Exercise requirements: Produce an exact copy of all the records.

Point-based annotation data:
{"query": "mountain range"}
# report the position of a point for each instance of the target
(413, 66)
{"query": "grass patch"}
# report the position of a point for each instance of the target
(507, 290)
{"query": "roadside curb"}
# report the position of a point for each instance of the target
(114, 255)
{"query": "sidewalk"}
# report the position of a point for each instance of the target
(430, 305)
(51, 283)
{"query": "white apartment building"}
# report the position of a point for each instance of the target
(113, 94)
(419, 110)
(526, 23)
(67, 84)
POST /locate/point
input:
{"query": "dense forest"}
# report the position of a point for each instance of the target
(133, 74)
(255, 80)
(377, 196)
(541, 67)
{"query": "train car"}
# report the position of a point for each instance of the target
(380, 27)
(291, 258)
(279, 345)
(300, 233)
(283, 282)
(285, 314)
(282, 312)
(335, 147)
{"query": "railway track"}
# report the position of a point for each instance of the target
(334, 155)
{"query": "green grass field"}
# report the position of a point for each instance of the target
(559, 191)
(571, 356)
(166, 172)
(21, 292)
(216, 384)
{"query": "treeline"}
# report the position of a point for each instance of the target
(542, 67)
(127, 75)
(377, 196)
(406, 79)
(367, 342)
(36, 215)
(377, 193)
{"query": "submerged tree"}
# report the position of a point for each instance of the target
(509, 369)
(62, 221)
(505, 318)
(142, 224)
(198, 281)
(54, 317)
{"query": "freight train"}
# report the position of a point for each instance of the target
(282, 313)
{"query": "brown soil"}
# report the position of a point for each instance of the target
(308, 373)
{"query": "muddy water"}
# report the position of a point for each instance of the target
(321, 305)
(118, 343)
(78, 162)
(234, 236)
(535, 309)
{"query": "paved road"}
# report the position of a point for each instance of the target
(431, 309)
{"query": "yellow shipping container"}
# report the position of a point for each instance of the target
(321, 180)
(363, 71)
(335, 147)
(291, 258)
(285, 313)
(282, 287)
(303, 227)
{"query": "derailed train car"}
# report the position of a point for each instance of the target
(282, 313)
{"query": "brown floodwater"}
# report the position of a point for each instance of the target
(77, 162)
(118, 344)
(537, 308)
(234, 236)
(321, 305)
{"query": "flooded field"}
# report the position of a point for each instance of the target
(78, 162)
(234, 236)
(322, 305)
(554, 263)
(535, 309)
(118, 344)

The completed task:
{"query": "mountain range"}
# report the position of a point for each instance of the target
(413, 66)
{"query": "grass patch"}
# report the position of a point for each instance of the target
(507, 290)
{"query": "roadside curb"}
# report the position of a point for each instance of the target
(114, 255)
{"query": "sidewalk"}
# report the position of a point for each instance of the target
(430, 305)
(51, 283)
{"query": "white apartment building"}
# report the position of a point for each instance of the target
(113, 94)
(419, 110)
(526, 23)
(67, 84)
POST /locate/point
input:
{"query": "dense forest"}
# report the position of a point for each instance of the target
(133, 74)
(255, 80)
(377, 196)
(541, 67)
{"query": "train car"}
# report the position of a point for each instance of the target
(380, 27)
(291, 258)
(279, 345)
(300, 233)
(283, 282)
(285, 314)
(282, 312)
(335, 147)
{"query": "railway track"}
# report the position of a point for each instance of the target
(334, 155)
{"query": "green grass field"}
# report the position of a point for each instance of the target
(559, 191)
(571, 356)
(166, 172)
(21, 292)
(216, 384)
{"query": "treeline"}
# report the position of a point for each instance of the target
(542, 67)
(127, 75)
(377, 196)
(406, 79)
(367, 342)
(36, 215)
(377, 193)
{"query": "submerged tree"}
# report the position of a point for each instance of the target
(509, 369)
(62, 221)
(505, 318)
(142, 224)
(198, 281)
(54, 317)
{"query": "freight train"}
# report the position of a point for each instance of the target
(282, 313)
{"query": "brown soil"}
# report the position of a point for each instance of the target
(308, 373)
{"query": "muddy water"}
# report the position of a point for each instance of the target
(321, 305)
(118, 343)
(78, 162)
(234, 236)
(535, 309)
{"query": "paved road"}
# report the position of a point for each instance of the target
(431, 309)
{"query": "yellow shipping container"}
# report the position of a point for each instance of the target
(321, 180)
(363, 71)
(335, 147)
(291, 258)
(285, 313)
(282, 287)
(303, 227)
{"query": "derailed train car"}
# report the position of a point for each instance of the target
(282, 313)
{"query": "brown floodwater"}
# report the position of a point for each instance of the target
(77, 162)
(118, 344)
(537, 308)
(234, 236)
(321, 305)
{"query": "flooded field"}
# report the position of a point for each instance of the target
(78, 162)
(234, 236)
(322, 305)
(554, 263)
(535, 309)
(118, 344)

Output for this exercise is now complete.